>> START Text shown

BLWP vs BL

[Willsy]

How much more expensive is BLWP against BL? In terms of clock cycles and/or uS?

 

Ta.

[+TheBF]

BLWP   26 (+ addressing)

RTWP   14  (+ addressing)

 

BL        12 (+ addressing)  

B *R11  16 ( RT)

[+TheBF]

Oh but of course if you need nested sub-routines on stack, it is really sad. 

 

DECT RP              10

MOV  R11,*RP      16

BL  @ABCD          20 

-------------------------

                           46 

 

* RETURN

 MOV *RP+,R11   22

 B      *R11          16 

----------------------------

                          38                           

 

* NO MEMORY WAIT STATES ASSUMED

[apersson850]

1 hour ago, TheBF said:

Oh but of course if you need nested sub-routines on stack, it is really sad. 

 

DECT RP              10

MOV  R11,*RP      16

BL  @ABCD          20 

-------------------------

                           46 

 

* RETURN

 MOV *RP+,R11   22

 B      *R11          16 

----------------------------

                          38                           

 

* NO MEMORY WAIT STATES ASSUMED

Corrected slight timing errors

 

DECT RP              10

MOV  R11,*RP      18

BL  @ABCD          20 

-------------------------

                           48 

 

* RETURN

 MOV *RP+,R11   22

 B      *11            12

----------------------------

                           34                          

 

* NO MEMORY WAIT STATES ASSUMED

 

But if you then need to start shuffling around data in the subroutine, since you need more registers than you can "steal" from the calling procedure, you may quickly find yourself in a slower melass than if you use BLWP. It's not just the call to look at, but also the effect of the call.

Edited December 1, 2022 by apersson850

[RXB]

Having more Registers is always going to be slightly more efficient as with a set number of registers long term the speed gain is going to sacrifice efficiency.

Adding 10 more Registers is very much like using smaller disks vs larger disks. Yea you can skimp and save but you in long run have to drop features.

A BL uses the same registers, so you end up having to save some stuff then reload it later, this is inefficient. 

BLWP is more like using a stack, matter of fact is very much like pushing and popping a stack.

[speccery]

I want to bring a different point of view to this discussion, which seems to favour BLWP or BL. At least personally, for assembler programs, I very much prefer BL over BLWP. 

• For leaf routines (which don't call other routines) you don't need the stack of return addresses, and you can just do BL @ABCD and B *R11 to return. 
• Comparing BLWP and DECT RP, MOV R11,*RP, BL @routine is not in my opinion fair, since the latter supports recursion and is more flexible in that regard, while the former does not. One should add similar code to BLWP to support multiple levels of calls. And that really becomes involved, something like STWP Rx, AI Rx,-32, MOV Rx,@somewhere+2, BLWP @somewhere.

>> END Text shown

- [Given exercise 1]
Translate this sentence from the BLWP versus BL thread into Spanish: "A BL uses the same registers, so you end up having to save some stuff then reload it later, this is inefficient."
- [Given exercise 2]
Repeat the part of the BLWP versus BL thread between "B      *11            12" and "of the call.", inclusive.
- [Given exercise 3]
Answer these questions from the BLWP versus BL thread:
(a) What clock cycle count does TheBF's first post give for RTWP?
(b) What total does apersson850's corrected version give for the return sequence?
(c) Which instruction does speccery personally prefer for assembler programs?

>> START Material provided

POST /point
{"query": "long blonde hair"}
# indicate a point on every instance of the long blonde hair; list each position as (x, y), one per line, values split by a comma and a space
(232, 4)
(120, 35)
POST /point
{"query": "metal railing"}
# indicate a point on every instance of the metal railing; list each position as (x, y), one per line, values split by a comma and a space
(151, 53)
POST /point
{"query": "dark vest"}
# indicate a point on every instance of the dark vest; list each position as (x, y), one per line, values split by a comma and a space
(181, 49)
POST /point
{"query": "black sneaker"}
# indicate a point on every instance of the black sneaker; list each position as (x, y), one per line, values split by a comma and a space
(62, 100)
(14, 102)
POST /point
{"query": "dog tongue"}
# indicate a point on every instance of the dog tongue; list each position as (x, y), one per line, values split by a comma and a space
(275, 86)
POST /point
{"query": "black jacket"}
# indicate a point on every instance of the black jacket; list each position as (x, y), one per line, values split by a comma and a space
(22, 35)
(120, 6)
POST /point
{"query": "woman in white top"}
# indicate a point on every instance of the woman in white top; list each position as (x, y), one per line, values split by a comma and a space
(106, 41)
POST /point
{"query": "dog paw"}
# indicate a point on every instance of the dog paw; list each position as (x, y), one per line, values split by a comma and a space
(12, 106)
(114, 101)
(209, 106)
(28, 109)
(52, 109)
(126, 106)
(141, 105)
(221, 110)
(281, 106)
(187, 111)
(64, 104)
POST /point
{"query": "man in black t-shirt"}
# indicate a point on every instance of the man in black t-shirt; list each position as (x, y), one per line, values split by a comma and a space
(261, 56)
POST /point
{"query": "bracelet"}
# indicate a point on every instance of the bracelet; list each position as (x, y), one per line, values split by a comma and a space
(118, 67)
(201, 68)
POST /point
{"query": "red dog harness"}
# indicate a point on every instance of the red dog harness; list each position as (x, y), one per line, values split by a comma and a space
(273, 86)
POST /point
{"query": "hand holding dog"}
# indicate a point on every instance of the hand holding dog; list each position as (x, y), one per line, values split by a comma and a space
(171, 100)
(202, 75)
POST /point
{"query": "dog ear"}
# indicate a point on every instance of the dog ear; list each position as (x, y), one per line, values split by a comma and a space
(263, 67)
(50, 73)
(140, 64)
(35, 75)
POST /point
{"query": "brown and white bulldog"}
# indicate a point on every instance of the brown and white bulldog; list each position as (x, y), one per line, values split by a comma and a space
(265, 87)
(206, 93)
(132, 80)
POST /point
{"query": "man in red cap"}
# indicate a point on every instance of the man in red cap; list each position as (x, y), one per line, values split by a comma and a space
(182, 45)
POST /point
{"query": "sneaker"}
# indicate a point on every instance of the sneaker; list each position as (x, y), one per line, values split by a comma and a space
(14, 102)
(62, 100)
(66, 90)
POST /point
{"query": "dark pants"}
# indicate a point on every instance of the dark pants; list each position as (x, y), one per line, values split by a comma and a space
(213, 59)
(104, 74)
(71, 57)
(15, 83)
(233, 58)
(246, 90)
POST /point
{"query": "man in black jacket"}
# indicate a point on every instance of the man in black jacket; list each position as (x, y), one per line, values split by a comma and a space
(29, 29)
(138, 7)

>> END Material provided

- [Right answer 1]
Un BL usa los mismos registros, así que terminas teniendo que guardar algunas cosas y luego volver a cargarlas, y esto es ineficiente.

- [Right answer 2]
B      *11            12

----------------------------

                           34                          

 

* NO MEMORY WAIT STATES ASSUMED

 

But if you then need to start shuffling around data in the subroutine, since you need more registers than you can "steal" from the calling procedure, you may quickly find yourself in a slower melass than if you use BLWP. It's not just the call to look at, but also the effect of the call.

- [Right answer 3]
(a) 14, plus addressing.
(b) 34.
(c) BL, over BLWP.